SCHRIFTLICHE AUFGABE A –
Gib den Abschnitt der Auflistung von der Zeile mit "Target: wooden boat" bis einschließlich zum Ende der Auflistung vollständig wieder, Aufforderungen eingeschlossen. Addiere dabei 141 zu jeder Zahl in den Koordinaten der Antworten.

VORLIEGENDER TEXT –
Schweizer Märchen in Down Under
Ein Schweizer bestreitet nächsten Sonntag am Australian Open den Final. Nach souveränen Dreisatzsiegen in den Viertelfinals machen Roger Federer und Stan Wawrinka am Donnerstag in Melbourne diesen Finalisten unter sich aus.

Kaum einer zweifelte daran, dass Roger Federer in der Glanzform, die er in den Runden zuvor gegen Tomas Berdych und Kei Nishikori gezeigt hatte, im Viertelfinal des Australian Open den deutschen Aussenseiter Mischa Zverev, die Nummer 50 der Welt, besiegen würde.
Und dennoch meinte der 35-jährige Basler nach dem nie gefährdeten 6:1, 7:5, 6:2-Sieg: «Einen Halbfinal Federer - Wawrinka hätte ich nie für möglich gehalten. Stan ja, aber ich nicht.» Nach seiner sechsmonatigen Pause wegen seines operierten Meniskus verblüfft Federer nicht nur die Sportwelt, sondern speziell auch sich selber.
Dass er in einzelnen Matchs bereits wieder gefährlich sein würde, glaubte der 17-fache Grand-Slam-Champion schon, dass er aber gleich mehrere Siege gegen starke Gegner aneinanderreihen würde, eher nicht. So war der Sieg gegen Zverev zwei Tage nach dem Fünfsatzeffort gegen die Weltnummer 5 Nishikori eben doch bemerkenswert.
Federer liess nie Zweifel am Ausgang aufkommen. Er legte gegen den Bezwinger des Weltranglistenersten Andy Murray los wie die Feuerwehr und gewann gleich die ersten fünf Games. Bereits die letzte Begegnung mit dem 29-jährigen Linkshänder in Halle hatte der vierfache Australian-Open-Champion 6:0, 6:0 gewonnen.

Einträge aus einem Datensatz zur Punktmarkierung

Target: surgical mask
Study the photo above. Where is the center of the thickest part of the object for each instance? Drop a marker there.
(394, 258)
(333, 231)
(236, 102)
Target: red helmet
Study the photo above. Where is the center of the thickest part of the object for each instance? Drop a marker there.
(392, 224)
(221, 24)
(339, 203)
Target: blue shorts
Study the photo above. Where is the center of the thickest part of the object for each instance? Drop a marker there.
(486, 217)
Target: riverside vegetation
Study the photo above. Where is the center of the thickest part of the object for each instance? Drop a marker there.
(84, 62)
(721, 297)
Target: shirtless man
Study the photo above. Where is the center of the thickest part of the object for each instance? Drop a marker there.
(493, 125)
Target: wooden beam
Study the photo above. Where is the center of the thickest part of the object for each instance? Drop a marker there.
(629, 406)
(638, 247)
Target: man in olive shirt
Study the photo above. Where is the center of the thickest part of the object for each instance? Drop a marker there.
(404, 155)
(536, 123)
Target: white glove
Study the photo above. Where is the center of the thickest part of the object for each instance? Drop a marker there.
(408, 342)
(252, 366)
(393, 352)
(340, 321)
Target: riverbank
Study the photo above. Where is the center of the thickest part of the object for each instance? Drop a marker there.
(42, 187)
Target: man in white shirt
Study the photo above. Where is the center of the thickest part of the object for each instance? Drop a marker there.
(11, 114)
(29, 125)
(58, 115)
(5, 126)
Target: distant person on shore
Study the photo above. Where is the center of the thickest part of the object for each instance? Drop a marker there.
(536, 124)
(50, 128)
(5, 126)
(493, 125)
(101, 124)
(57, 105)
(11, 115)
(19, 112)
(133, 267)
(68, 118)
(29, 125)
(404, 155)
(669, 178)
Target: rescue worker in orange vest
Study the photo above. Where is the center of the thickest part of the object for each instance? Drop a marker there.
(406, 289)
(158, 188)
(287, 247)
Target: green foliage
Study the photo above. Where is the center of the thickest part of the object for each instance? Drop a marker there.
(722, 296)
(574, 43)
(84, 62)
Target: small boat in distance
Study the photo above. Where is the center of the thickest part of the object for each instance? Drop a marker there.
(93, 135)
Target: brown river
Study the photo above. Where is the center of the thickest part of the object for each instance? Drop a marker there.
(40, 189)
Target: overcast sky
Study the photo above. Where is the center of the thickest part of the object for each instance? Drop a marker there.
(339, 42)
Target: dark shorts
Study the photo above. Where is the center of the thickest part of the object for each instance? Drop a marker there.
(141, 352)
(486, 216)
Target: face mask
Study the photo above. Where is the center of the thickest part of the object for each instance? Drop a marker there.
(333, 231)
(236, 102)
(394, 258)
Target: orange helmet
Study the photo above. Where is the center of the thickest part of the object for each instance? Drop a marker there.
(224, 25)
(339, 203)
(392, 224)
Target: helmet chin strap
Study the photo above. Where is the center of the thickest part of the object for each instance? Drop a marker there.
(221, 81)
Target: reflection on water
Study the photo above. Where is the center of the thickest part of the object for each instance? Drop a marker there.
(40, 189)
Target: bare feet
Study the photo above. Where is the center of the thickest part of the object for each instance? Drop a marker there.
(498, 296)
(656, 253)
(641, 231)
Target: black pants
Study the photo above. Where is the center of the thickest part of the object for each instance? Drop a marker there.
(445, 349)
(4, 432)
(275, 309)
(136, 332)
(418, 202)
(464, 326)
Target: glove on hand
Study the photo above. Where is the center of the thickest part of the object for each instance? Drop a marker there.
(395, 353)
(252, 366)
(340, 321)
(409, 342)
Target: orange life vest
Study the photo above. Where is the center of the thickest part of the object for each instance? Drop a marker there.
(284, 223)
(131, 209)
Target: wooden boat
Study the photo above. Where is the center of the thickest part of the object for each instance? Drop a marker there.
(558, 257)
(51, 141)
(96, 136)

SCHRIFTLICHE AUFGABE B –
Nenne alle Tennisspieler, die im vorliegenden Text namentlich erwähnt werden.

FERTIGE ANTWORT A –
Target: wooden boat
Study the photo above. Where is the center of the thickest part of the object for each instance? Drop a marker there.
(699, 398)
(192, 282)
(237, 277)

FERTIGE ANTWORT B –
Namentlich erwähnt werden Roger Federer, Stan Wawrinka, Tomas Berdych, Kei Nishikori, Mischa Zverev und Andy Murray.